▶ **MATERIAL FOR THIS TASK**:
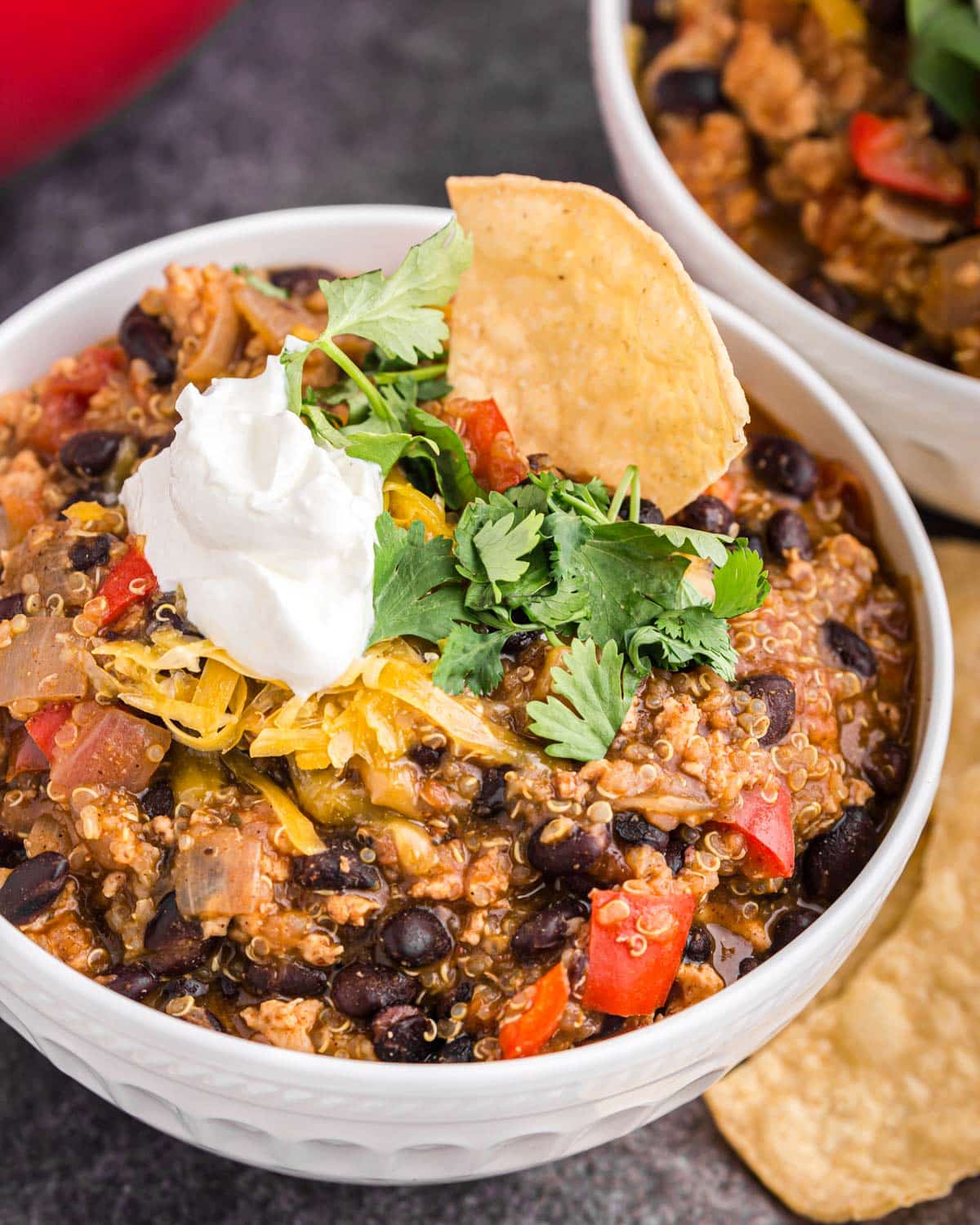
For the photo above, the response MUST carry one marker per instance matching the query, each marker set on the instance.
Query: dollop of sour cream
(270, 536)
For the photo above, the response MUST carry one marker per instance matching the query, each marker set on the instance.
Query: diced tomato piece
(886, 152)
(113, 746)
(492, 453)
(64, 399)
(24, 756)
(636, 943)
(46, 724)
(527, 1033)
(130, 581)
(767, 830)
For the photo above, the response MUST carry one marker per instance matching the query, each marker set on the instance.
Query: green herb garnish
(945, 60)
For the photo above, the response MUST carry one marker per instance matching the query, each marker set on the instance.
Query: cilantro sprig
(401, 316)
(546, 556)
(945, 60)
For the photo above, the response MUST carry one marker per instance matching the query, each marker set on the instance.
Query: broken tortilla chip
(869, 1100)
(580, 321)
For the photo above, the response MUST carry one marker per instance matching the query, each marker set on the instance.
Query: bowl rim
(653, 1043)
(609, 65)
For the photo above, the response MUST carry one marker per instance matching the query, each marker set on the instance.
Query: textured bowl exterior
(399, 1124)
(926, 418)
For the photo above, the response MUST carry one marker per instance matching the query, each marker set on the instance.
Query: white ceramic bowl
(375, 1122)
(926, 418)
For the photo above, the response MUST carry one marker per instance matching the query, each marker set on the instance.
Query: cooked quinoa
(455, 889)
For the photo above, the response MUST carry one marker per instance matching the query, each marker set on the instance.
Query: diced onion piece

▶ **WHAT IS REQUIRED**: Set down the entries again without change. Leave the pictures out.

▶ **YOUR RESPONSE**:
For the photo above, the response MUST carry one marker per instance matching the query, each marker set on the instance.
Query: dollop of sour cream
(270, 536)
For the photo above, the response MUST carry one marker per instance matching the query, each marker set on the instance.
Query: diced tomato piece
(886, 152)
(113, 746)
(492, 453)
(64, 399)
(24, 756)
(636, 943)
(46, 724)
(527, 1033)
(130, 581)
(767, 830)
For the photo above, the response MUST carry one marker per instance matching the query, each marker set on the instance.
Query: green herb garnish
(945, 60)
For the photo above, the response MUST carry one marker per instance matching the query, each marker set on the instance.
Query: cilantro sprig
(401, 316)
(546, 556)
(945, 60)
For the photo above, the response MUST carry one marker per instance matching the query, each marker set on the instance.
Query: broken tortilla chip
(869, 1100)
(580, 321)
For the photo above, the response MUST carry one marker per instance matching the query, each marker set on the instance.
Query: bowl rim
(653, 1043)
(609, 65)
For the photo above, the response MUST carry one marker per instance matching the query, each marker set on the instance.
Query: textured bowl exterior
(399, 1124)
(926, 418)
For the photo above, the response MUST carry one marker per instance matching the query, each marker set on the instance.
Query: white ceramic bowl
(375, 1122)
(926, 418)
For the photo above, the response MUST carry one marker per instance matching the query, each marker set on the instance.
Query: cooked quinoa
(455, 889)
For the photo above, the response MUST carry one marker per instance matching the query, each marker set on the instance.
Query: diced onion piece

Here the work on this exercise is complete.